Start of Text section

Labor and employment law is a dynamic area of law that touches one of the most fundamental aspects of any society – peoples’ work. Almost everyone works for a living, as do all the adults that they know. Yet, few are aware of the actual laws that govern their worklives.
- For management, legal counsel must advice clients on how to best comply with federal, state, and local wage and hour regulations, health and safety rules, employment discrimination law, and in collective bargaining.
- Labor union lawyers counsel workers who engage in concerted activities to improve their conditions at work, seek union representation, and bargain collectively with management.
- Employment lawyers also represent plaintiffs in civil rights cases, wage and hour proceedings, and other matters. All lawyers in this practice might represent clients in diverse litigation settings, including federal and state courts, administrative agencies, and arbitration tribunals.
- Government lawyers, such as those in the U.S. Department of Labor and the National Labor Relations Board, work directly with employers and employees to administer and enforce the law.
- State attorneys general are now also getting involved in prosecuting certain forms of labor and employment law violations around the country.
Given its breadth and scope in business and public discourse, labor and employment law figures prominently in the news. Movements such as #MeToo, technology workers seeking representation in their company boards or to be represented by a union, “gig” workers seeking treatment as “employees” for purposes of minimum wage regulation or collective bargaining, or “essential workers” seeking better health and safety protections, hazard pay, and paid sick leave are but some of the headline-grabbing issues where the practice of labor and employment law is going today.
Academics
An overview of legal prohibitions against discrimination in employment on the basis of race, sex, national origin and age. The major portion of the course is devoted to the study of Title VII of the Civil Rights Act of 1964. The course also considers selected procedural and remedial problems, as well as elementary issues of proof.

End of Text section
Start of Input data

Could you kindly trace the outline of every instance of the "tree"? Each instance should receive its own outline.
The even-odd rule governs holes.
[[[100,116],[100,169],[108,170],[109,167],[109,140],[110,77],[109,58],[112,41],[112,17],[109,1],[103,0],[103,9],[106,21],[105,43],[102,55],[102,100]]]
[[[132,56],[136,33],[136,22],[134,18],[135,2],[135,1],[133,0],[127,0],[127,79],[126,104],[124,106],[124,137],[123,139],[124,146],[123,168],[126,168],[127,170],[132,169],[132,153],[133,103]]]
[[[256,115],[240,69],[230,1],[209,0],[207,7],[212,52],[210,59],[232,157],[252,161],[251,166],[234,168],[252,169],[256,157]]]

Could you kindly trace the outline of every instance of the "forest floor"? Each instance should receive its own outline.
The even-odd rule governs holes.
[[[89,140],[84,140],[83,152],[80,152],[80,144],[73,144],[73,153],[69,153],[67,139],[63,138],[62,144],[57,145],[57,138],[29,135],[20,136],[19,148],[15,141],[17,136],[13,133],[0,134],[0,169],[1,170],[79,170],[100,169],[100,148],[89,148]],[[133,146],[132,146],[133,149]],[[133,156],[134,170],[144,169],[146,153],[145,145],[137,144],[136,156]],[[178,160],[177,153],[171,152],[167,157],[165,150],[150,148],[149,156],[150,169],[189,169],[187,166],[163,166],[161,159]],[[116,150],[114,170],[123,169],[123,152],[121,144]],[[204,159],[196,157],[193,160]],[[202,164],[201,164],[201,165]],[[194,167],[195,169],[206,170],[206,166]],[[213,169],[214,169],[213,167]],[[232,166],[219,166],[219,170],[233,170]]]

End of Input data

> [Exercise brief]: Copy out the part of the labor and employment law text that runs from "- For management, legal" down to "collectively with management.".

> [Answer section]:
- For management, legal counsel must advice clients on how to best comply with federal, state, and local wage and hour regulations, health and safety rules, employment discrimination law, and in collective bargaining.
- Labor union lawyers counsel workers who engage in concerted activities to improve their conditions at work, seek union representation, and bargain collectively with management.